__Problem description__: Please copy the data below word for word, from the first line to the last. Leave the pictures out of your copy.

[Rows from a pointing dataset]
══════════

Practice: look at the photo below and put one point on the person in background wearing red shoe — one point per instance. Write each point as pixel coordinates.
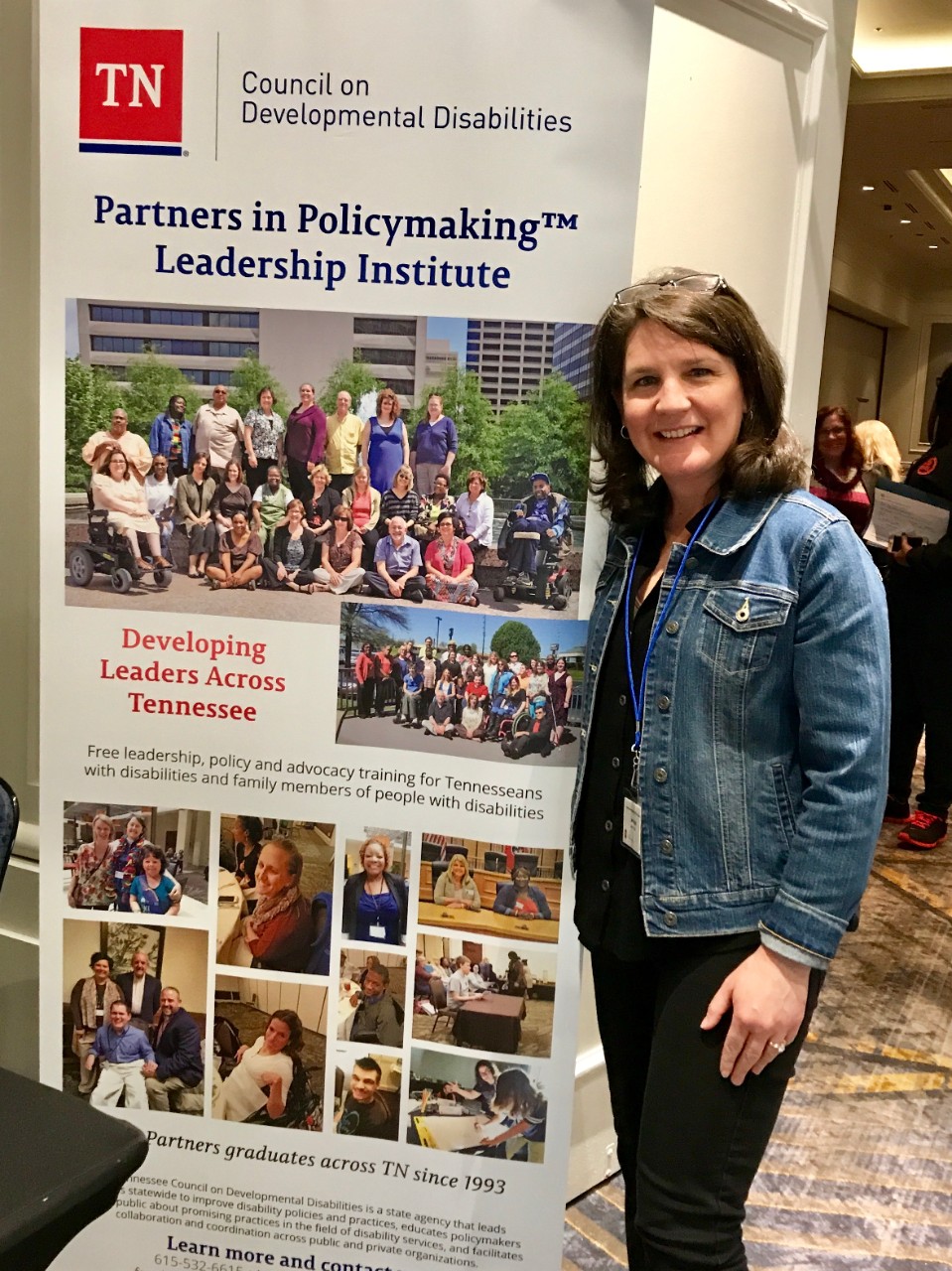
(919, 593)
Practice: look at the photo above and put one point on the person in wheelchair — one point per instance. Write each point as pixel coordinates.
(534, 531)
(535, 736)
(379, 1017)
(123, 499)
(263, 1071)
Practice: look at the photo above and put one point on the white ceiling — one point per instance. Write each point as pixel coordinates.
(898, 140)
(902, 36)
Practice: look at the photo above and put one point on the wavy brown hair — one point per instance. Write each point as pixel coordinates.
(766, 458)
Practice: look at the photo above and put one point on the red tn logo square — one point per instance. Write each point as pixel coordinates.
(130, 90)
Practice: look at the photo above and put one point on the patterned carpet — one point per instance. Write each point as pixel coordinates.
(858, 1176)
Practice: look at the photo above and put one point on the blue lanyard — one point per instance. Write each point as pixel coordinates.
(638, 698)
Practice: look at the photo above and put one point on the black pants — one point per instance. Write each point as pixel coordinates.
(377, 585)
(271, 580)
(689, 1142)
(365, 699)
(921, 699)
(299, 480)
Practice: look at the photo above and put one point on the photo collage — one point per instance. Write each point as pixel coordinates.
(311, 976)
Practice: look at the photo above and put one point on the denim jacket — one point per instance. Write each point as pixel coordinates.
(765, 731)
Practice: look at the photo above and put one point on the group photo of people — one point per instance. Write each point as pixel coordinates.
(268, 1053)
(476, 1104)
(484, 995)
(371, 997)
(136, 859)
(490, 688)
(275, 894)
(367, 1093)
(375, 900)
(490, 889)
(344, 484)
(134, 1007)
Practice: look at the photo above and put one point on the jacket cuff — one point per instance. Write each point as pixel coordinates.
(791, 951)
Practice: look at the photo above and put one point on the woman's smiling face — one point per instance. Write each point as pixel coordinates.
(681, 405)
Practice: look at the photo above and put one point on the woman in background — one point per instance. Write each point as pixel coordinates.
(838, 467)
(375, 900)
(247, 834)
(294, 545)
(230, 495)
(519, 1116)
(363, 502)
(240, 554)
(123, 499)
(384, 440)
(456, 888)
(262, 1075)
(194, 495)
(340, 553)
(279, 931)
(127, 853)
(305, 437)
(93, 882)
(153, 888)
(263, 432)
(919, 593)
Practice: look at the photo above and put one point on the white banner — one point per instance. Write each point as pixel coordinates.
(307, 750)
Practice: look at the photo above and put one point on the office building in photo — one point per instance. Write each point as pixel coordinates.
(510, 357)
(298, 345)
(571, 354)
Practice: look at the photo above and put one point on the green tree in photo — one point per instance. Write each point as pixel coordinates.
(248, 379)
(515, 636)
(91, 394)
(544, 432)
(152, 381)
(351, 376)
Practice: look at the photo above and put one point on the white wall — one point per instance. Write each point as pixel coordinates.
(740, 176)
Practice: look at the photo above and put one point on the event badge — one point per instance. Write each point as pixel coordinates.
(631, 825)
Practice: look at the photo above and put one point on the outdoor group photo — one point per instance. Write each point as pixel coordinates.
(411, 475)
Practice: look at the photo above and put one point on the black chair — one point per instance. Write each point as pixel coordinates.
(64, 1162)
(9, 824)
(438, 995)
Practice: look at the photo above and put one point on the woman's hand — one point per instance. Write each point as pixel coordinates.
(903, 549)
(766, 997)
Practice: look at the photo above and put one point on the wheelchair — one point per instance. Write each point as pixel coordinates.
(107, 550)
(549, 584)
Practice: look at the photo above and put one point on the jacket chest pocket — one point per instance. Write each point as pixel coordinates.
(740, 628)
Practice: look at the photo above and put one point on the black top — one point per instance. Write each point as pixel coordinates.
(609, 877)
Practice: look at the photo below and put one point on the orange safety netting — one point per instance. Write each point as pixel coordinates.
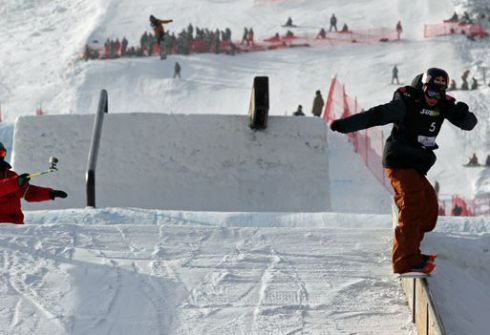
(450, 28)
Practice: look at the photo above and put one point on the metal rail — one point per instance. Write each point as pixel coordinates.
(94, 148)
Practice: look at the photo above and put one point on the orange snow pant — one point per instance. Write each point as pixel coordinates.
(418, 209)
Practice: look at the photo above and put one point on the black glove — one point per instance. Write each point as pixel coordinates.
(57, 194)
(459, 110)
(338, 126)
(23, 179)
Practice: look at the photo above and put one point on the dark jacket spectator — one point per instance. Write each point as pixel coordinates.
(322, 34)
(452, 85)
(299, 111)
(318, 104)
(453, 18)
(14, 187)
(474, 83)
(333, 23)
(177, 69)
(399, 29)
(473, 160)
(394, 75)
(157, 26)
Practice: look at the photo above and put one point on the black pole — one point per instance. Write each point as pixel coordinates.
(94, 148)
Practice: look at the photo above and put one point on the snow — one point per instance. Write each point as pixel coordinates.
(167, 161)
(127, 270)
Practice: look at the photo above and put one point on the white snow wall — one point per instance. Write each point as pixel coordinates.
(180, 162)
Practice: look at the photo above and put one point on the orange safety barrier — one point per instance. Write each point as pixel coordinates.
(451, 28)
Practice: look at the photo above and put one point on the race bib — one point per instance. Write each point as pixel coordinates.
(427, 141)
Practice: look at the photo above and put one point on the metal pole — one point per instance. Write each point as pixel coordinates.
(94, 148)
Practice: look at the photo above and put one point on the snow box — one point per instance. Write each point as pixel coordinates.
(180, 162)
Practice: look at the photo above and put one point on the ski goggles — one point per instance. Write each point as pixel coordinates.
(435, 91)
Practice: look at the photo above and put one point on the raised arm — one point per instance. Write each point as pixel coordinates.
(379, 115)
(459, 115)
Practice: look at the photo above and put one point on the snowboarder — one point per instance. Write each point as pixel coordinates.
(177, 69)
(394, 75)
(157, 26)
(317, 104)
(399, 29)
(13, 187)
(417, 112)
(289, 22)
(322, 34)
(333, 22)
(473, 161)
(299, 111)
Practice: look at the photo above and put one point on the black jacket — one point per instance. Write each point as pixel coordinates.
(415, 126)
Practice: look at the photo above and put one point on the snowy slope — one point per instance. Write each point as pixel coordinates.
(74, 271)
(124, 271)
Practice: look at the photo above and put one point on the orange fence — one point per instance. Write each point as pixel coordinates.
(450, 28)
(369, 144)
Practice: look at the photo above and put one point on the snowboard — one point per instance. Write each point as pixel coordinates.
(414, 274)
(163, 52)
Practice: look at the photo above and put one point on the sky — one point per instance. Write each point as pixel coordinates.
(73, 270)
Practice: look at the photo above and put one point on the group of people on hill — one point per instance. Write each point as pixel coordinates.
(473, 161)
(317, 107)
(189, 40)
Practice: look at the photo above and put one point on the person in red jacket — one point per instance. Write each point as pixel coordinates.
(13, 187)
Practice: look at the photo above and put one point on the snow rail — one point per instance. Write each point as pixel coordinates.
(94, 148)
(259, 103)
(424, 311)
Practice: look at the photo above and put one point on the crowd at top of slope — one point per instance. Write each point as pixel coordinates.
(205, 40)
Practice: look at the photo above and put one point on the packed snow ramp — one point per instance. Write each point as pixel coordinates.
(186, 162)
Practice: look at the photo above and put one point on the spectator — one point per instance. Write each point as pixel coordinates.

══════════

__Written reply__:
Practice: look at the photo below and put one point on the person in background wearing red shoe — one point per instance. Write each point as pixel coordinates.
(919, 593)
Practice: look at the photo above and put one point on the person in wheelchair — one point per instance. Write each point as pixel coordinates.
(534, 531)
(535, 736)
(379, 1017)
(123, 499)
(263, 1071)
Practice: look at the photo above and put one point on the white ceiling — one point per instance. Write each point as pixel coordinates.
(898, 140)
(902, 36)
Practice: look at the photo above and put one point on the wavy brown hair — one point per instance. Write each point as pixel coordinates.
(766, 458)
Practice: look at the photo above and put one point on the red tn logo square — one point per instance. Write each point as pixel coordinates.
(130, 90)
Practice: look at the photo above and put one point on the patterned carpet — one point per instance. Write each point as pixel coordinates.
(858, 1176)
Practice: look at the photo above and put one point on the blue lanyard — one point per instance. Write each point as pixel coordinates.
(638, 698)
Practice: look at the photo above and put one point on the black pants — one point per instance. Write each point as pixel coordinates.
(377, 585)
(271, 580)
(689, 1142)
(365, 699)
(921, 699)
(299, 480)
Practice: look at the photo above and put one point on the photo collage — one point per instance. Write each point as pixel coordinates.
(311, 976)
Practice: look at the photo above and put one point on the denim jacket — one point per instance. Write each point as pixel coordinates.
(765, 731)
Practice: look at the photo above and put one point on the group photo of people — one point per instance. Write each point as pixel coordinates.
(268, 1053)
(476, 1104)
(484, 995)
(371, 997)
(136, 859)
(490, 688)
(275, 894)
(367, 1093)
(375, 900)
(490, 889)
(344, 484)
(134, 1007)
Practice: look at the photo above and put one point on the jacket cuff — one point per instance. Write each point as pixel coordinates.
(791, 951)
Practice: look at the photo above and put one point on the woman's smiling face — one point per instance. Write each point as pixel coordinates.
(681, 405)
Practice: look at the photo above and put one point on the woman in background — one point per instance. Write each point as pixel coordinates.
(838, 467)
(375, 900)
(247, 834)
(294, 545)
(230, 495)
(519, 1116)
(363, 502)
(240, 554)
(123, 499)
(384, 440)
(456, 888)
(262, 1075)
(194, 495)
(340, 553)
(279, 931)
(127, 853)
(305, 437)
(93, 882)
(153, 888)
(263, 432)
(919, 593)
Practice: look at the photo above and put one point on the white banner — one point per instance. Write each point as pixel coordinates.
(307, 750)
Practice: look at the photo above and put one point on the office building in photo — one point per instance. Write each point as pixel coordinates.
(510, 357)
(298, 345)
(571, 354)
Practice: look at the photo above and put one point on the green tree in photo — one point per instance. Write each point as pixel coordinates.
(248, 379)
(515, 636)
(91, 394)
(544, 432)
(152, 381)
(351, 376)
Practice: look at the photo above and put one point on the white wall — one point per instance. Write each point as pixel coordinates.
(740, 176)
Practice: look at the photo above and put one point on the event badge — one point per instance. Write each point as pixel coordinates.
(631, 825)
Practice: look at the photo above and put one point on the outdoor group photo — one point per instance. Write each point as pixel coordinates.
(411, 475)
Practice: look at the photo above and put one point on the black chair — one point per instance. Write each point as pixel coordinates.
(64, 1162)
(9, 824)
(438, 995)
Practice: look at the photo above and put one point on the woman's hand — one point per instance. Write each point as pixel coordinates.
(903, 549)
(766, 997)
Practice: look at the photo above and put one point on the wheelchair — one point per instance. Write each point as pixel coordinates.
(107, 550)
(549, 584)
Practice: look at the photo above and put one point on the jacket chest pocket — one point per instance. Write each point as pixel coordinates.
(740, 628)
Practice: look at the photo above and put one point on the black top — one point per instance. Write each point as pixel coordinates.
(609, 877)
Practice: look at the photo below and put one point on the orange safety netting — one point per instance. Write each point as pixel coordinates.
(450, 28)
Practice: look at the photo above and put one point on the metal rail — one point per instance. Write each point as pixel coordinates.
(94, 148)
Practice: look at the photo above and put one point on the orange snow pant — one point per instance. Write each point as pixel coordinates.
(418, 209)
Practice: look at the photo above and put one point on the black glove — one point per instance. Write each point as pixel coordinates.
(57, 194)
(459, 110)
(338, 126)
(23, 179)
Practice: look at the photo above and put one point on the dark jacket spectator — one point per instance. Write each point as pixel coordinates.
(322, 34)
(452, 85)
(299, 111)
(318, 104)
(453, 18)
(14, 187)
(474, 83)
(333, 23)
(177, 69)
(399, 29)
(473, 160)
(394, 75)
(157, 26)
Practice: look at the photo above and put one point on the black pole — one point per instance. Write each point as pixel coordinates.
(94, 148)
Practice: look at the photo above and put one point on the snow — one point per instance. Write each point as pixel coordinates.
(167, 161)
(127, 270)
Practice: look at the photo above and put one point on the white snow wall — one point per instance. Write each point as pixel coordinates.
(180, 162)
Practice: look at the photo above and put one point on the orange safety barrier — one point per instance. Write each point as pixel coordinates.
(451, 28)
Practice: look at the photo above and put one point on the race bib — one point per instance. Write each point as pixel coordinates.
(427, 141)
Practice: look at the photo above and put one point on the metal pole — one point per instance. Write each point as pixel coordinates.
(94, 148)
Practice: look at the photo above and put one point on the snow box — one point per instance. Write each point as pixel coordinates.
(180, 162)
Practice: look at the photo above and put one point on the ski goggles — one point per instance. Write each point as pixel coordinates.
(435, 91)
Practice: look at the photo above and put one point on the raised arm — one point per instance. Write each point as pixel coordinates.
(379, 115)
(459, 115)
Practice: look at the photo above and put one point on the snowboarder — one point per instance. Write each point as pixel coordinates.
(177, 69)
(394, 75)
(157, 26)
(317, 104)
(399, 29)
(13, 187)
(417, 112)
(289, 22)
(322, 34)
(333, 22)
(473, 161)
(299, 111)
Practice: look at the photo above and put one point on the black jacket — one point per instance. Write each point as pixel coordinates.
(415, 126)
Practice: look at the photo above and put one point on the snowy slope — one point per instance. Write each point as pixel coordinates.
(74, 271)
(124, 271)
Practice: look at the photo above and put one point on the orange fence — one point per instance. Write each point as pixel coordinates.
(450, 28)
(369, 144)
Practice: look at the photo above and put one point on the snowboard — one point per instance. Write each point as pixel coordinates.
(414, 274)
(163, 52)
Practice: look at the photo above and put one point on the sky — one point per instance. Write each point as pixel coordinates.
(73, 270)
Practice: look at the photo above and put one point on the group of people on hill — one point per instance. Write each point as pixel coordinates.
(473, 161)
(317, 107)
(189, 40)
Practice: look at the photo above and put one point on the person in red jacket — one point per instance. Write each point as pixel coordinates.
(13, 187)
Practice: look at the photo above and put one point on the snow rail — one point per instance. Write each point as pixel coordinates.
(94, 148)
(259, 103)
(424, 311)
Practice: look at the photo above and put one point on the crowd at top of slope — one point per instance. Write each point as pixel coordinates.
(205, 40)
Practice: look at the photo above and put one point on the packed snow ramp — one point per instance. Write each point as pixel coordinates.
(186, 162)
Practice: look at the photo above and put one point on the spectator — one point per instance. Write each point as pixel coordinates.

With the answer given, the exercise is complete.